── DATA ──

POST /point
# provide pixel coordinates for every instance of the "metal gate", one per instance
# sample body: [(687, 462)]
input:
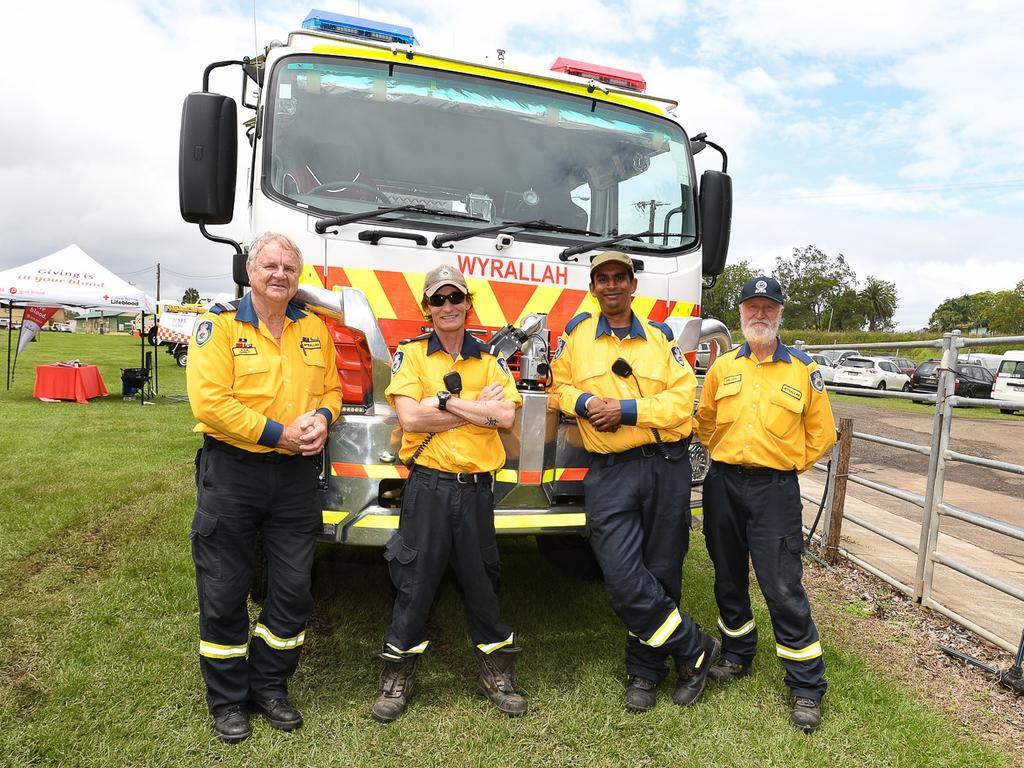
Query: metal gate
[(1001, 621)]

───

An exact transcription of all the entries is required, without the pictures.

§ **ANSWER TO THE TASK**
POST /point
# provide pixel coordinates for every instance of the "metal gate", one per instance
# sample body: [(687, 462)]
input:
Query: metal gate
[(1001, 621)]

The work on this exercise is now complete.